▶ [Source extract]:
==*==
A. Mint locations. B. Locations where coins of king Ballaios were uncovered.

Ballaios minted coins in his own name. His coins with the long legend ΒΑΣΙΛΕΩΣ ΒΑΛΛΑΙΟΥ (BASILEOS BALLAIOY) were minted in Rhizon while the coins with the short legend ΒΑΛΛΑΙΟΥ and the head of the king Ballaios which is of a different type and are older, were minted in Pharos. In some cases it is possible to observe that Ballaios' coins were over struck on the older Pharos specimens. The distribution of his coinage indicates that they were concentrated in the central Dalmatian area, while the large number of different dies that have been identified to date indicates a long minting of his coins. Numismatic evidence shows that Ballaios reigned for quite a lengthy time. His coins are also frequently found in Italy, which confirms the trade contacts between both Adriatic coasts.
==*==
▶ [Source information]:

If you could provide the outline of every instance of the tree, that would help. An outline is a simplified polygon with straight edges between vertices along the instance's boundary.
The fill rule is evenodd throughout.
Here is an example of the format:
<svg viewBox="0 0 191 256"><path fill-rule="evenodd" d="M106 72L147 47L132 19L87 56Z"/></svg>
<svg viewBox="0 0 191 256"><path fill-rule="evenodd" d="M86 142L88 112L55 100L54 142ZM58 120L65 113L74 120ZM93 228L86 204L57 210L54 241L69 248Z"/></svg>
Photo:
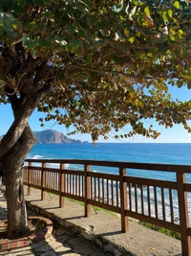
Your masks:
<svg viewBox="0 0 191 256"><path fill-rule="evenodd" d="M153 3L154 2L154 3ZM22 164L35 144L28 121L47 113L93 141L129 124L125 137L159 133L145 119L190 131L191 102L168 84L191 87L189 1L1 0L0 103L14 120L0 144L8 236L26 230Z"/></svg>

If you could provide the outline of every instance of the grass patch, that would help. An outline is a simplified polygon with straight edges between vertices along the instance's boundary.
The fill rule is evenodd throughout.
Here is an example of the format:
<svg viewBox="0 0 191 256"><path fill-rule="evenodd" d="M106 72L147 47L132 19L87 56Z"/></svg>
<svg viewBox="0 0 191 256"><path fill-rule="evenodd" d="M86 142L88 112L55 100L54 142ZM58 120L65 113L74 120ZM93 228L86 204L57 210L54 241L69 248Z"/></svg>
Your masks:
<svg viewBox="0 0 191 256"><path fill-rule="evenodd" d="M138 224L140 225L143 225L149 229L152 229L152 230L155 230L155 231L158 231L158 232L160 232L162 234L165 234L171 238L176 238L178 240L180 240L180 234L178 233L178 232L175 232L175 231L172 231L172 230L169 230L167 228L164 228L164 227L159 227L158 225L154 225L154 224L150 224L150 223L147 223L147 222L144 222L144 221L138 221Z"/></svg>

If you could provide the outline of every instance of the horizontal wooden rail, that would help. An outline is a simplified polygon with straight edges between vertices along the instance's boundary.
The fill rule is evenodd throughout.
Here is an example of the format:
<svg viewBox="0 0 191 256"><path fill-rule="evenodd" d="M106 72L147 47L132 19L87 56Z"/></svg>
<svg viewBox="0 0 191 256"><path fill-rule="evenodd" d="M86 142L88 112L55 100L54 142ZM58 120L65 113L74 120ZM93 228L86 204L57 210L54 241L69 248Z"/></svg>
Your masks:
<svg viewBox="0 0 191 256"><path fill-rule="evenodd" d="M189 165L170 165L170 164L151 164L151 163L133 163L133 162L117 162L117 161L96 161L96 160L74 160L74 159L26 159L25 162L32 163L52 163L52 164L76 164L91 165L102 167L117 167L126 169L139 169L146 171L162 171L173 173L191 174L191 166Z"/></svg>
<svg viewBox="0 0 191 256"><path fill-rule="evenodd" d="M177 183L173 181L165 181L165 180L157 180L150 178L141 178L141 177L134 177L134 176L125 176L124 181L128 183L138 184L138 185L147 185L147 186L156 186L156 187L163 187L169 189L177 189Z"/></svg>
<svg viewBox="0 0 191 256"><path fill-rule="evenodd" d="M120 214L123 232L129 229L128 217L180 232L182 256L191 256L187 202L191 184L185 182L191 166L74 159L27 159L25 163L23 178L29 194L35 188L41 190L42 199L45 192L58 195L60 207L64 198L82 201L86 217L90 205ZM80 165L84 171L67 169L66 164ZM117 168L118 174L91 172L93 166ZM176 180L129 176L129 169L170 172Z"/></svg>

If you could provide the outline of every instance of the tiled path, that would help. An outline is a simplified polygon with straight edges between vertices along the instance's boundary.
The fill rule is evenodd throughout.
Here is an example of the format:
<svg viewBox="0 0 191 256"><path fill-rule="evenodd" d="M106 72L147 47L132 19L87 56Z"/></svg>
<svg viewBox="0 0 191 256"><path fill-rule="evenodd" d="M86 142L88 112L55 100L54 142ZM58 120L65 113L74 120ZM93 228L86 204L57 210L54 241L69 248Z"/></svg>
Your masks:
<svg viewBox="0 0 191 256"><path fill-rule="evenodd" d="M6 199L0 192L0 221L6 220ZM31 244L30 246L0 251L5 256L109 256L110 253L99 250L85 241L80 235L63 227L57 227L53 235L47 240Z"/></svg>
==*==
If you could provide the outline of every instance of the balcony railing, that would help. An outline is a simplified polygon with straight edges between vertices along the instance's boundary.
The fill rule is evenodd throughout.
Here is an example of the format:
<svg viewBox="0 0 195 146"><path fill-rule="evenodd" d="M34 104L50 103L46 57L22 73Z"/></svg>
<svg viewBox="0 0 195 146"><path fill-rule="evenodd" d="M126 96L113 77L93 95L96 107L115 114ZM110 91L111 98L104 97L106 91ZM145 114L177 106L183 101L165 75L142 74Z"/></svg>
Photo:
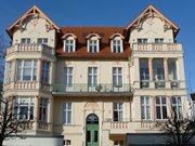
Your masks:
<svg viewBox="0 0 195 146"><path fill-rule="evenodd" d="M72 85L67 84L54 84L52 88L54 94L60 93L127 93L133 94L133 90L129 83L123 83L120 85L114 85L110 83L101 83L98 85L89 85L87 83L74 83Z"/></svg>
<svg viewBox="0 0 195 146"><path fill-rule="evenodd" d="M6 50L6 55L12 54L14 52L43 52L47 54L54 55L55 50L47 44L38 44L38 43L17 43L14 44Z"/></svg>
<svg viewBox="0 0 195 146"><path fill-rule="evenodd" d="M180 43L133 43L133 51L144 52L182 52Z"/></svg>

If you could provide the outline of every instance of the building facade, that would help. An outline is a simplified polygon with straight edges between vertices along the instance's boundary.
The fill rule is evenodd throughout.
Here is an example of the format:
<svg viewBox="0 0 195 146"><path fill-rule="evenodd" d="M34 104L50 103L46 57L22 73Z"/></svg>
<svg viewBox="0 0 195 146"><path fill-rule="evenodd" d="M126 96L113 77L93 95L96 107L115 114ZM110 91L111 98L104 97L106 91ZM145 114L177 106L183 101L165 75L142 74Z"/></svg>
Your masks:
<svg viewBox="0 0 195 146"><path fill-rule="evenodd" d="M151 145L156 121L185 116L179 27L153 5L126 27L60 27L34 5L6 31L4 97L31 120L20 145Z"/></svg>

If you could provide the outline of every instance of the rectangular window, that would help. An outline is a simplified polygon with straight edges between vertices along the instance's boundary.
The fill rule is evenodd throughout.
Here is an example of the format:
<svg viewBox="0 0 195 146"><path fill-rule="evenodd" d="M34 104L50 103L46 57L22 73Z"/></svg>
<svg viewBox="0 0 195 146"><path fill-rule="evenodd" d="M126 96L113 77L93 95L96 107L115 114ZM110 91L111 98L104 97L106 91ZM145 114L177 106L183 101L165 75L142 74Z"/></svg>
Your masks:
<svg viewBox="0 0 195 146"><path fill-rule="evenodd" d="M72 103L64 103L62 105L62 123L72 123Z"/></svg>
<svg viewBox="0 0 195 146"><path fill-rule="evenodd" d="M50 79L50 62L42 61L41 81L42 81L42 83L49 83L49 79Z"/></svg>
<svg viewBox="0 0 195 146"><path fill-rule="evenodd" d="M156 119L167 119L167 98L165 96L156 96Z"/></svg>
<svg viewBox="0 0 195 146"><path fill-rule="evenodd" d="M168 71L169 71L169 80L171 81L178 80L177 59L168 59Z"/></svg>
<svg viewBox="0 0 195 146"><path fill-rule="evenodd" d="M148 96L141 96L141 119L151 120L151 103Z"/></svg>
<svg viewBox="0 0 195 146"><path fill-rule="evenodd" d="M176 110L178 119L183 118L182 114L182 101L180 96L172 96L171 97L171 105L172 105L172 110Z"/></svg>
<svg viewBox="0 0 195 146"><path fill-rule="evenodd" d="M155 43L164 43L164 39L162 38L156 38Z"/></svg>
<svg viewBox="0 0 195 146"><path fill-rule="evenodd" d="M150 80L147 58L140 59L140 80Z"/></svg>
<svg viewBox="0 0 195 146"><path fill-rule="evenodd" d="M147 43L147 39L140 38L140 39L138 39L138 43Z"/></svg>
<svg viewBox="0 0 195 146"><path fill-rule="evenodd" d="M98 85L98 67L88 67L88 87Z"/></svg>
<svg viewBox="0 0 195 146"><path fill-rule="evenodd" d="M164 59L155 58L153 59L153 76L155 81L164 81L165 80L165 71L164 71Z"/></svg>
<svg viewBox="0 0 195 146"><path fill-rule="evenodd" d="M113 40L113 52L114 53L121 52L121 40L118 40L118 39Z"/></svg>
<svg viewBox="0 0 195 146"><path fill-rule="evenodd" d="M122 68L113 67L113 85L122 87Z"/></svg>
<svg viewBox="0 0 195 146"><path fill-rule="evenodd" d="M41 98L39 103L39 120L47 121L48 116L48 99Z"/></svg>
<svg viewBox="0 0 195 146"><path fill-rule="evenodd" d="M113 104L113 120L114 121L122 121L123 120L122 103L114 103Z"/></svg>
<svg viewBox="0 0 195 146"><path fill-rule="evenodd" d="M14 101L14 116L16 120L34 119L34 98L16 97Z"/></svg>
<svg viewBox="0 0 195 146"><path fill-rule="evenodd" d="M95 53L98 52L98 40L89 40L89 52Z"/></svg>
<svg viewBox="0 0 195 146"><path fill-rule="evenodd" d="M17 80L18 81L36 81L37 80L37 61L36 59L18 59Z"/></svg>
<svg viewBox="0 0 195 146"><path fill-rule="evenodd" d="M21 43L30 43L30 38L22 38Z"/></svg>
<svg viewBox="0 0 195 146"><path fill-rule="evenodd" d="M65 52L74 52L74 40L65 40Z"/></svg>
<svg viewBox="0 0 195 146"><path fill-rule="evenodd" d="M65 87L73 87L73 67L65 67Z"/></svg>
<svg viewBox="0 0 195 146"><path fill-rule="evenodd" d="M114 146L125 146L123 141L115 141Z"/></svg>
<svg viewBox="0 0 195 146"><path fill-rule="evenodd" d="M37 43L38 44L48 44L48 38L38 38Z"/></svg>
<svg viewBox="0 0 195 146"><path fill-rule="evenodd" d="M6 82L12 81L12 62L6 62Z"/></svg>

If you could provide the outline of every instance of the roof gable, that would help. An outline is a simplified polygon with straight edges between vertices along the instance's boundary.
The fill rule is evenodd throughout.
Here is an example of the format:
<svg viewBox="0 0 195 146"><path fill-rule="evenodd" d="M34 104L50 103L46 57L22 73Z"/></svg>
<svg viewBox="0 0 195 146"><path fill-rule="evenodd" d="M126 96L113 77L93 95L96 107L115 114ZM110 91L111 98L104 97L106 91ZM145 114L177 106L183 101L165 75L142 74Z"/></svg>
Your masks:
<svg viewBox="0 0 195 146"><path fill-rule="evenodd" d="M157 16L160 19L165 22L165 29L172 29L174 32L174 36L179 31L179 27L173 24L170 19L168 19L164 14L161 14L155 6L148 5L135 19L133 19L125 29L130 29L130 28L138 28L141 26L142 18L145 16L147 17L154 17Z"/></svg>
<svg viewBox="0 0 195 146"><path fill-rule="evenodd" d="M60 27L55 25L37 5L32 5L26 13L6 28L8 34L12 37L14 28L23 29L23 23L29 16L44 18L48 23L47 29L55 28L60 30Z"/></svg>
==*==
▶ [Exercises to complete]:
**a.** From the passage on King Ballaios's coins, reproduce the stretch from "A. Mint locations." through "both Adriatic coasts.".
**b.** According to the passage on King Ballaios's coins, where were the coins bearing the long legend ΒΑΣΙΛΕΩΣ ΒΑΛΛΑΙΟΥ minted?
**c.** Go on with the passage on King Ballaios's coins, picking up after its final sentence.

▶ [Task-by-task results]:
**a.**
A. Mint locations. B. Locations where coins of king Ballaios were uncovered.

Ballaios minted coins in his own name. His coins with the long legend ΒΑΣΙΛΕΩΣ ΒΑΛΛΑΙΟΥ (BASILEOS BALLAIOY) were minted in Rhizon while the coins with the short legend ΒΑΛΛΑΙΟΥ and the head of the king Ballaios which is of a different type and are older, were minted in Pharos. In some cases it is possible to observe that Ballaios' coins were over struck on the older Pharos specimens. The distribution of his coinage indicates that they were concentrated in the central Dalmatian area, while the large number of different dies that have been identified to date indicates a long minting of his coins. Numismatic evidence shows that Ballaios reigned for quite a lengthy time. His coins are also frequently found in Italy, which confirms the trade contacts between both Adriatic coasts.

**b.** They were minted in Rhizon.

**c.**
On the obverse of the coins a bust of the king facing left to right is depicted, while on the reverse Artemis, advancing or standing, is represented with or without a torch, sometimes carrying one or two spears, surrounded by either the long or short legend. Most of these coins are bronze, some, and always those with the long legend are silver. Their weight, c. 3.5g corresponds top the Roman victorium. It is significant the Ballaios also had silver coins minted, which indicates his wealth and power, since elsewhere in Hellenistic Dalmatia silver coinage is very rarely documented from Greek/Illyrian mints. The weight of the bronze coins of Ballaios is between 1.0 and 4.5g, while most of the documented specimens weigh between 2.0 and 2.5g. The relatively great impact of the coinage of Ballaios is also indicated by a large number of imitations of his coins. In several instances on some coins, an embossed circular Illyrian shield on one side and the flying horse Pegasus, a mythological creature, and the letter "B", "A" and "L" on the other side, are depicted.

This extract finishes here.